TASK =
Please retype the data below line for line and leave out every picture.

GIVEN INFORMATION =

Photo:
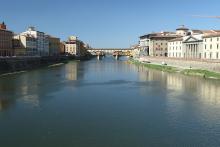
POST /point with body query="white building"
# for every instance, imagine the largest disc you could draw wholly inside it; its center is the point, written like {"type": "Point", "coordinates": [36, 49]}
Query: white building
{"type": "Point", "coordinates": [72, 46]}
{"type": "Point", "coordinates": [175, 48]}
{"type": "Point", "coordinates": [41, 39]}
{"type": "Point", "coordinates": [156, 44]}
{"type": "Point", "coordinates": [29, 43]}
{"type": "Point", "coordinates": [197, 44]}
{"type": "Point", "coordinates": [211, 46]}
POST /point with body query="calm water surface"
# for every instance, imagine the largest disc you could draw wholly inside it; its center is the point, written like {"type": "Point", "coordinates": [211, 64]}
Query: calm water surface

WRITTEN ANSWER =
Photo:
POST /point with body query="white building"
# for every instance, imagine the largest disc you could draw wholly inside it; its center is the point, written like {"type": "Point", "coordinates": [36, 49]}
Query: white building
{"type": "Point", "coordinates": [72, 46]}
{"type": "Point", "coordinates": [175, 48]}
{"type": "Point", "coordinates": [41, 39]}
{"type": "Point", "coordinates": [156, 44]}
{"type": "Point", "coordinates": [29, 43]}
{"type": "Point", "coordinates": [197, 44]}
{"type": "Point", "coordinates": [211, 46]}
POST /point with body query="calm water surface"
# for every instance, imagine the largest disc you could draw wholly inside it; its center is the point, written like {"type": "Point", "coordinates": [211, 64]}
Query: calm water surface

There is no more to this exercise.